Collected data:
-=-=-
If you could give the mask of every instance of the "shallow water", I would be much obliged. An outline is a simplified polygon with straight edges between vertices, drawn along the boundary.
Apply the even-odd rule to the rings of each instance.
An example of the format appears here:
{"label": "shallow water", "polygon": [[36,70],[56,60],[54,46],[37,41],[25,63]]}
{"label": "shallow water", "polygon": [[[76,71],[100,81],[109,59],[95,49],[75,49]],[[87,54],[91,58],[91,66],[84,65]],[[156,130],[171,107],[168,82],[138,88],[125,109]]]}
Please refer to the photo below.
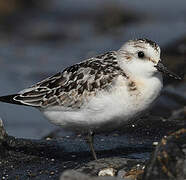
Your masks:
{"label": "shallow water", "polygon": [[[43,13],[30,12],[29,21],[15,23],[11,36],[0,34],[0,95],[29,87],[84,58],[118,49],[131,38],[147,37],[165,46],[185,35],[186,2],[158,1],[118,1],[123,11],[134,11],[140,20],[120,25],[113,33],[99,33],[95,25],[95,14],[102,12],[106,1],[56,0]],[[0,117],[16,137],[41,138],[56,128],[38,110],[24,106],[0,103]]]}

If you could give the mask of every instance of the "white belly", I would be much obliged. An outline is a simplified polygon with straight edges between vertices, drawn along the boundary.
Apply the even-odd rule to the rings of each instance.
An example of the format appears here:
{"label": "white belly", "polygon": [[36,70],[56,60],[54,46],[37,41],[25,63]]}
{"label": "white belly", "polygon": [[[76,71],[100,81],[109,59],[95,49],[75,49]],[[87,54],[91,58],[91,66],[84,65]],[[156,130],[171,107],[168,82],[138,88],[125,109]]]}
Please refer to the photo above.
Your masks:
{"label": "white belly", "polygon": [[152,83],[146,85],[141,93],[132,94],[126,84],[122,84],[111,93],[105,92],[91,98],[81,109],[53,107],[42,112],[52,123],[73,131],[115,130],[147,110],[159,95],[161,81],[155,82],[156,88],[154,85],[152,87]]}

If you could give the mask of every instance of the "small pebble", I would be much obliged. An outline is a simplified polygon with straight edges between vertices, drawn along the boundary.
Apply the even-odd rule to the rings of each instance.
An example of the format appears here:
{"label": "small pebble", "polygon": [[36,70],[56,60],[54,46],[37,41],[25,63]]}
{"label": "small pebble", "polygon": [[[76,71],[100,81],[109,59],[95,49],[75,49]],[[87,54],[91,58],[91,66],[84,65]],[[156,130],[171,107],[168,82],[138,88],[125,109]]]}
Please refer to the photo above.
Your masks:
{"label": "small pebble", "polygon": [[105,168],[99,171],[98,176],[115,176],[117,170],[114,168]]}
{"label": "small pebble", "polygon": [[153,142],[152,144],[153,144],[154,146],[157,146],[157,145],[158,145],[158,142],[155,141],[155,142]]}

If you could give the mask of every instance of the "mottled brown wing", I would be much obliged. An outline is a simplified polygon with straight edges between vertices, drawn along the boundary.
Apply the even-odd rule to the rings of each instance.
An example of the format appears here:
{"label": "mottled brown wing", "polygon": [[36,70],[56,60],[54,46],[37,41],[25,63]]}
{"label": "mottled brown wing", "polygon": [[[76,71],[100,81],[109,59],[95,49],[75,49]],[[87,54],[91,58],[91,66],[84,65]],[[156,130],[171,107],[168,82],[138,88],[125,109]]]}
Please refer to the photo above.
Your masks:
-=-=-
Short exercise –
Filter the items above, keeping every line that contains the word "small".

Answer for the task –
If you could give the mask of every instance of the "small pebble", I would be much obliged. An outline is a simplified polygon with straight edges between vertices, drawn along the boundary.
{"label": "small pebble", "polygon": [[36,70],[56,60],[54,46],[37,41],[25,63]]}
{"label": "small pebble", "polygon": [[[76,71],[100,81],[109,59],[95,49],[75,49]],[[87,54],[91,58],[91,66],[84,65]],[[156,130],[171,107],[168,82],[138,88],[125,109]]]}
{"label": "small pebble", "polygon": [[105,168],[99,171],[98,176],[115,176],[117,170],[114,168]]}
{"label": "small pebble", "polygon": [[153,142],[152,144],[153,144],[154,146],[157,146],[157,145],[158,145],[158,142],[155,141],[155,142]]}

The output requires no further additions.